**Brief**
Please identify each line below that contains the word "shadow" and copy those lines. Matching is case-sensitive.

Excerpts of labeled region data:
****************

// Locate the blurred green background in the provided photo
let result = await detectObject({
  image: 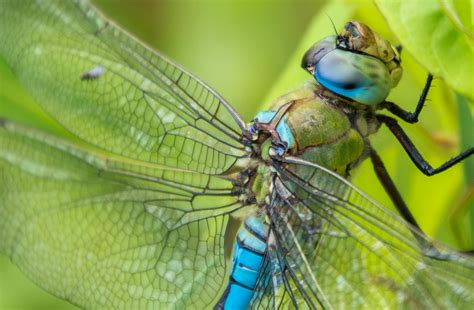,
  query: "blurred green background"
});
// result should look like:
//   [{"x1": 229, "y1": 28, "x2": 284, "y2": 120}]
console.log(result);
[{"x1": 0, "y1": 0, "x2": 474, "y2": 309}]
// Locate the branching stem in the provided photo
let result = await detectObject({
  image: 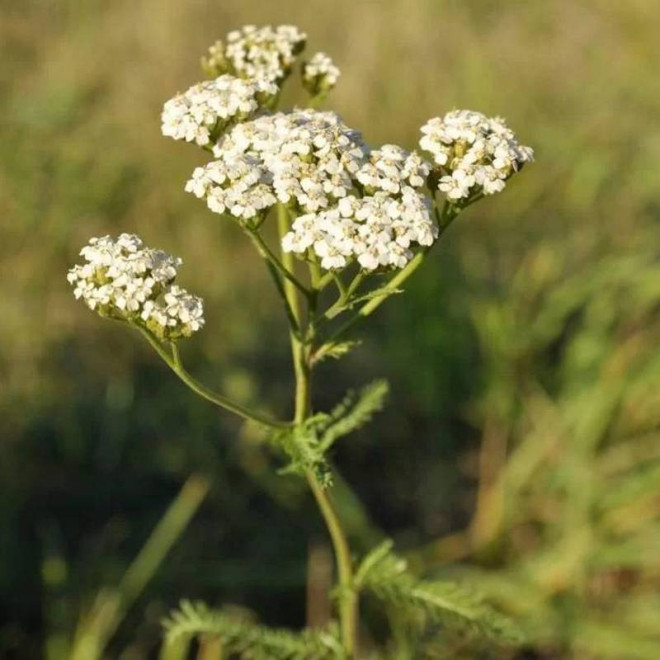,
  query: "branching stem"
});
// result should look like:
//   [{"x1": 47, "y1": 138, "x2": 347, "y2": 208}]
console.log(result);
[{"x1": 138, "y1": 327, "x2": 290, "y2": 429}]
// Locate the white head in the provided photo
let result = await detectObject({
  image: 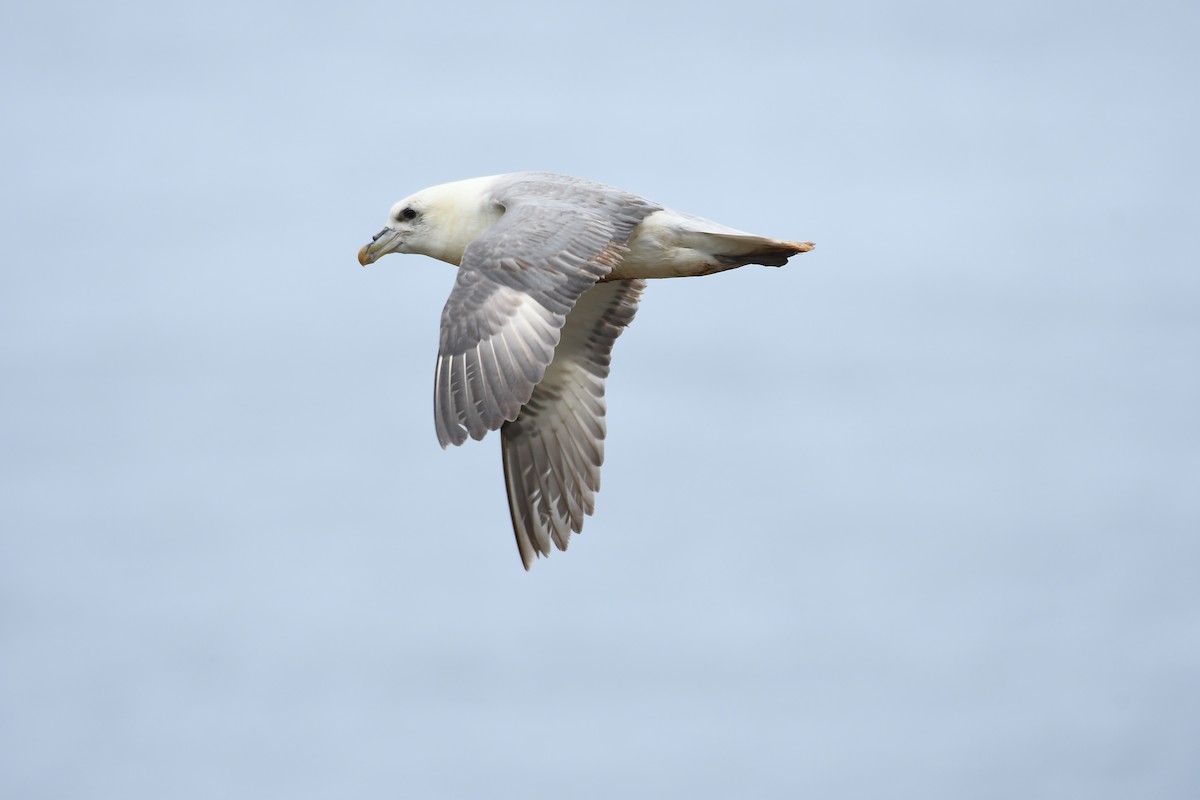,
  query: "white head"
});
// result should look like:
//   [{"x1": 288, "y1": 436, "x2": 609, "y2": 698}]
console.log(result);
[{"x1": 359, "y1": 178, "x2": 504, "y2": 266}]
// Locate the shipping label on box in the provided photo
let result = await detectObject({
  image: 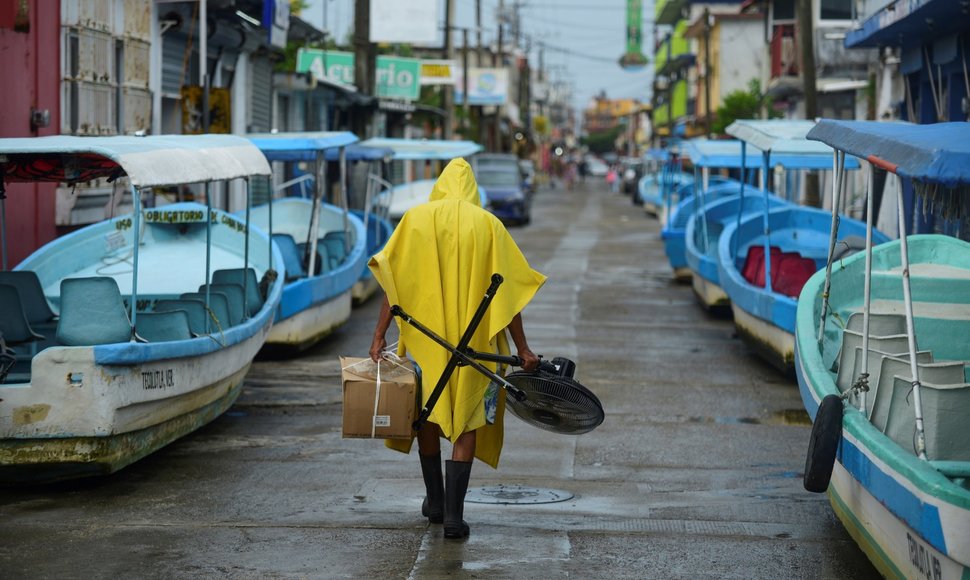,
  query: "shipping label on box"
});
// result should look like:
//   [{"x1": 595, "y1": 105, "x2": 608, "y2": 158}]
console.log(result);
[{"x1": 340, "y1": 356, "x2": 418, "y2": 439}]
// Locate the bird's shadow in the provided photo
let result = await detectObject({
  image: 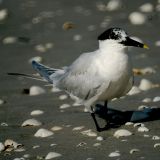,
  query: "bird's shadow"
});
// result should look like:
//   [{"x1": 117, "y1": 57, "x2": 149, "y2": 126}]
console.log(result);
[{"x1": 95, "y1": 104, "x2": 160, "y2": 128}]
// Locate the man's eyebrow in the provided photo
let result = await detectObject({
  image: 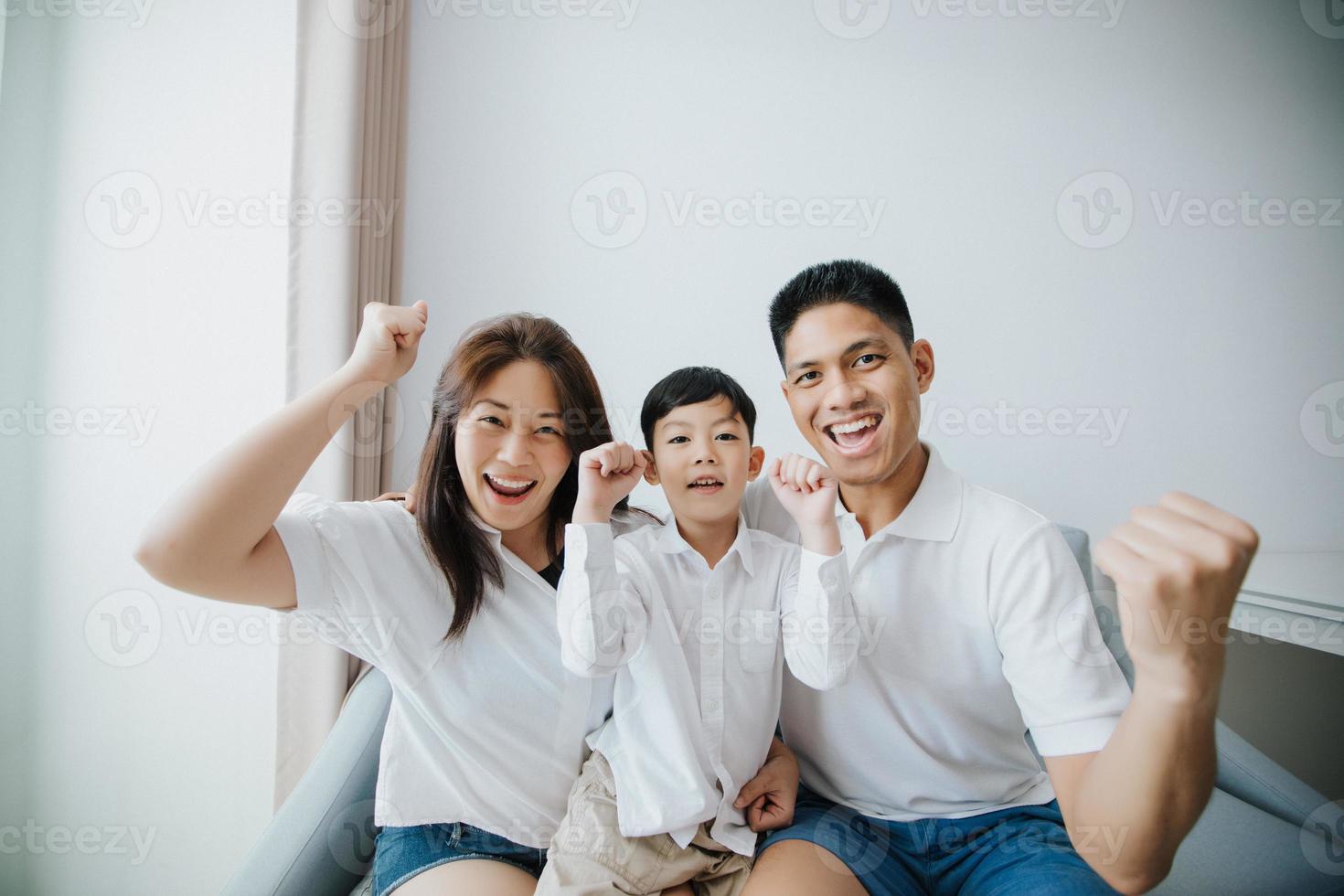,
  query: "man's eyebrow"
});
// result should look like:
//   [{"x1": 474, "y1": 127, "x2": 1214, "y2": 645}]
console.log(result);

****************

**Result of the exercise**
// Locate the bird's shadow in the provided photo
  query: "bird's shadow"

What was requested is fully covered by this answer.